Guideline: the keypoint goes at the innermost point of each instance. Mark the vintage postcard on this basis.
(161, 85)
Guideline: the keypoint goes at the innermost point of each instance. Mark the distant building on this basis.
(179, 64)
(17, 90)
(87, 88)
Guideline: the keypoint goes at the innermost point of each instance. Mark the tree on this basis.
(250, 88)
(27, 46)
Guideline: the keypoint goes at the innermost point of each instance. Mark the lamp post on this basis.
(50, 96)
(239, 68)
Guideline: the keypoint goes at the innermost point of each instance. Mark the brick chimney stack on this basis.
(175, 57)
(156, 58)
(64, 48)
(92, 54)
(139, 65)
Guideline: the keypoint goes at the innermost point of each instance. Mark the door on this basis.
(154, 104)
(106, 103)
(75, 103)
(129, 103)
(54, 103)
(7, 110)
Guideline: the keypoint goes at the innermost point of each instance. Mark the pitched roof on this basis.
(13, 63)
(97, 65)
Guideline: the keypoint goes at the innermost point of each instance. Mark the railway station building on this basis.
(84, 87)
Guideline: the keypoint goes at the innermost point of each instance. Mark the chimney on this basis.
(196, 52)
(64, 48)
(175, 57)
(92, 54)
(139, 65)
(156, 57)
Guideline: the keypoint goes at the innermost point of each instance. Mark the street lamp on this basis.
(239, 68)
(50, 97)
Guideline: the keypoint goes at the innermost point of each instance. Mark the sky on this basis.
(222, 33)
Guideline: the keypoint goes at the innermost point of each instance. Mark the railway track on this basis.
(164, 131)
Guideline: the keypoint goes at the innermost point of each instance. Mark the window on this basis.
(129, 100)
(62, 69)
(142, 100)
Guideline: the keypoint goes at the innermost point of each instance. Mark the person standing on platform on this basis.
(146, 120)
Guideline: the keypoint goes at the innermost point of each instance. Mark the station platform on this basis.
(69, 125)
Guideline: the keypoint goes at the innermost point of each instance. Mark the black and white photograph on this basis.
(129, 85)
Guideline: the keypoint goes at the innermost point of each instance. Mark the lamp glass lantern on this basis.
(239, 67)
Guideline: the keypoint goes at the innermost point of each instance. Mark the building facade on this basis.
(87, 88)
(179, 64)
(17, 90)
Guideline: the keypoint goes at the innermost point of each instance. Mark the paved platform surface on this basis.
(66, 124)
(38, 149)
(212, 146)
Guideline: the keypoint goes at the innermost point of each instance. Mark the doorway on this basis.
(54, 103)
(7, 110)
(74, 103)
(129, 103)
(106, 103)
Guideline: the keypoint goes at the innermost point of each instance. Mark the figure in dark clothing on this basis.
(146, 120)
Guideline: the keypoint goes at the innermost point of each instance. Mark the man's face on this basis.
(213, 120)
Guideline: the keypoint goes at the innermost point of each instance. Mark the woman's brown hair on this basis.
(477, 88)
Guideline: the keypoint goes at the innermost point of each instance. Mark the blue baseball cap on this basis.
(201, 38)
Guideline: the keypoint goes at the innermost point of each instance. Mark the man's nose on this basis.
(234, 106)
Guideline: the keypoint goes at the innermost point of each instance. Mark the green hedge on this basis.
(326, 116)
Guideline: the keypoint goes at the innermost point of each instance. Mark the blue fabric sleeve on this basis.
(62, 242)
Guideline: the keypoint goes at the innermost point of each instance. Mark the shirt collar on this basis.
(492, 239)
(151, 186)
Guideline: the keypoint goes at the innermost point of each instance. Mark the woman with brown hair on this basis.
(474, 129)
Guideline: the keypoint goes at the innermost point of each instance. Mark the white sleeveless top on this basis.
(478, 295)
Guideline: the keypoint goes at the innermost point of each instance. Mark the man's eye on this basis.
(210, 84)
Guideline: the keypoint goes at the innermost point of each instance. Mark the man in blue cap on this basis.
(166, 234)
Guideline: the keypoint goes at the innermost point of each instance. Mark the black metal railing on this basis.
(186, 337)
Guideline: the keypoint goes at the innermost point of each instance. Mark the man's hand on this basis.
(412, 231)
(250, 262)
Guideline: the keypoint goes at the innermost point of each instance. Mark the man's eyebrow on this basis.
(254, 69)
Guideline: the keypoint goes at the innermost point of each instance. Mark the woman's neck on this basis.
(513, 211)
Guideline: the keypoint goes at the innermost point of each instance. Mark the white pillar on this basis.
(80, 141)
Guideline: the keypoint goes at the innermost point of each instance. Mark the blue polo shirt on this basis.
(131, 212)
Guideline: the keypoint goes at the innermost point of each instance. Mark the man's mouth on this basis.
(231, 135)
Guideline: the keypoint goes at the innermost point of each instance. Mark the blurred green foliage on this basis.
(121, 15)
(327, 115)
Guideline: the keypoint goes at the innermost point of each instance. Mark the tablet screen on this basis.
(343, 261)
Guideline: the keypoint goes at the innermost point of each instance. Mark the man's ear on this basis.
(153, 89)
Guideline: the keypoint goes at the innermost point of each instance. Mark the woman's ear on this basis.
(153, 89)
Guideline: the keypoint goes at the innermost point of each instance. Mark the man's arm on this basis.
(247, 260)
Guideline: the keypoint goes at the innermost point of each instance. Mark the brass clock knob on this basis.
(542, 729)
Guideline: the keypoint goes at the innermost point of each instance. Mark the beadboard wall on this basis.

——

WORK REQUIRED — Rewrite all of the records above, changing every "innermost point" to "central point" and leaving everything else as it is.

FINISHED TASK —
Guideline: the keypoint goes at the central point of each instance. Mark the vintage postcard on this basis.
(161, 85)
Guideline: the keypoint goes at the central point of each instance. Mark the distant building on this basis.
(179, 64)
(17, 90)
(87, 88)
Guideline: the keypoint goes at the central point of each instance. Mark the tree on this basis.
(250, 88)
(27, 46)
Guideline: the keypoint goes at the central point of each instance. Mark the lamp post on this basis.
(50, 96)
(239, 68)
Guideline: the keypoint goes at the central point of each instance. Mark the brick chimney stack on this basis.
(175, 57)
(156, 58)
(64, 48)
(92, 54)
(139, 65)
Guideline: the keypoint goes at the central point of each instance. Mark the door on this basis.
(154, 104)
(106, 103)
(75, 103)
(129, 103)
(54, 103)
(7, 110)
Guideline: the keypoint goes at the central point of each instance. Mark the pitched roof on this basis.
(13, 63)
(97, 65)
Guideline: the keypoint goes at the central point of each instance. Mark the railway station building on this basis.
(84, 87)
Guideline: the keypoint goes at the central point of each instance. Mark the chimney on this basis.
(196, 52)
(64, 48)
(175, 57)
(92, 54)
(139, 65)
(156, 57)
Guideline: the keypoint goes at the central point of each instance. Mark the street lamp on this basis.
(239, 68)
(50, 97)
Guideline: the keypoint goes at the central point of each instance. Mark the sky on this basis.
(222, 33)
Guideline: the keypoint goes at the central point of each instance. Mark the railway track on this basis.
(164, 131)
Guideline: the keypoint goes at the central point of each instance. Mark the window on this basis.
(129, 100)
(62, 69)
(142, 100)
Guideline: the keypoint goes at the central point of each instance. Mark the person standing on platform on this basis.
(146, 120)
Guideline: the keypoint goes at the central point of each instance. Mark the station platform on this basis.
(69, 125)
Guideline: the keypoint goes at the central point of each instance. Mark the black and white photograph on this basis.
(129, 85)
Guideline: the keypoint goes at the central point of each instance. Mark the lamp glass lantern on this basis.
(239, 67)
Guideline: the keypoint goes at the central point of each instance. Mark the building facade on this basis.
(87, 88)
(179, 64)
(17, 90)
Guideline: the keypoint goes at the central point of each instance. Mark the paved platform surface on this basis.
(66, 124)
(38, 149)
(212, 146)
Guideline: the keypoint goes at the central point of each instance. Mark the doorway on this basis.
(54, 103)
(7, 110)
(74, 103)
(129, 103)
(106, 103)
Guideline: the keypoint goes at the central point of each instance. Mark the figure in dark clothing on this basis.
(146, 120)
Guideline: the keypoint goes at the central point of each instance. Mark the man's face on this basis.
(213, 120)
Guideline: the keypoint goes at the central point of each instance. Mark the woman's brown hair on this basis.
(477, 88)
Guideline: the keypoint goes at the central point of each instance. Mark the blue baseball cap on this basis.
(201, 38)
Guideline: the keypoint goes at the central point of each instance. Mark the man's nose on this basis.
(234, 106)
Guideline: the keypoint goes at the central point of each instance. Mark the green hedge on this basis.
(326, 116)
Guideline: the keypoint goes at the central point of each instance. Mark the blue fabric sleeve on this basis.
(62, 242)
Guideline: the keypoint goes at the central point of each instance. Mark the shirt collar on this basis.
(492, 239)
(151, 186)
Guideline: the keypoint goes at the central point of each instance. Mark the woman with brown hair on this basis.
(474, 129)
Guideline: the keypoint goes at the central point of each instance. Mark the white sleeveless top on this basis.
(478, 295)
Guideline: the keypoint goes at the central point of each instance. Mark the man's eye on this basis.
(210, 84)
Guideline: the keypoint goes at the central point of each instance. Mark the man in blue cap on this basis.
(166, 234)
Guideline: the keypoint goes at the central point of each instance. Mark the black metal railing on this basis.
(186, 337)
Guideline: the keypoint goes at the central point of each instance. Mark the man's hand on this basis.
(412, 231)
(250, 262)
Guideline: the keypoint goes at the central point of each instance. Mark the man's eyebrow on this basis.
(254, 69)
Guideline: the keypoint goes at the central point of each instance. Mark the woman's neck on this basis.
(513, 211)
Guideline: the keypoint goes at the central point of each instance. Mark the white pillar on this basis.
(80, 141)
Guideline: the keypoint goes at the central point of each instance. Mark the blue polo shirt on this basis.
(131, 212)
Guideline: the keypoint goes at the central point of each instance. Mark the man's mouth on this basis.
(231, 135)
Guideline: the keypoint goes at the central point of each instance. Mark the blurred green foliage on this basis.
(121, 15)
(327, 115)
Guideline: the keypoint goes at the central point of each instance. Mark the tablet screen on this basis.
(343, 261)
Guideline: the keypoint goes at the central point of each instance. Mark the man's ear on this basis.
(153, 89)
Guideline: the keypoint goes at the central point of each instance. Mark the woman's ear on this basis.
(153, 89)
Guideline: the keypoint goes at the central point of each instance. Mark the man's arm on this basis.
(247, 260)
Guideline: the keypoint goes at the central point of each instance. Mark the brass clock knob on this basis.
(542, 729)
Guideline: the keypoint goes at the central point of each instance. Mark the beadboard wall on this basis.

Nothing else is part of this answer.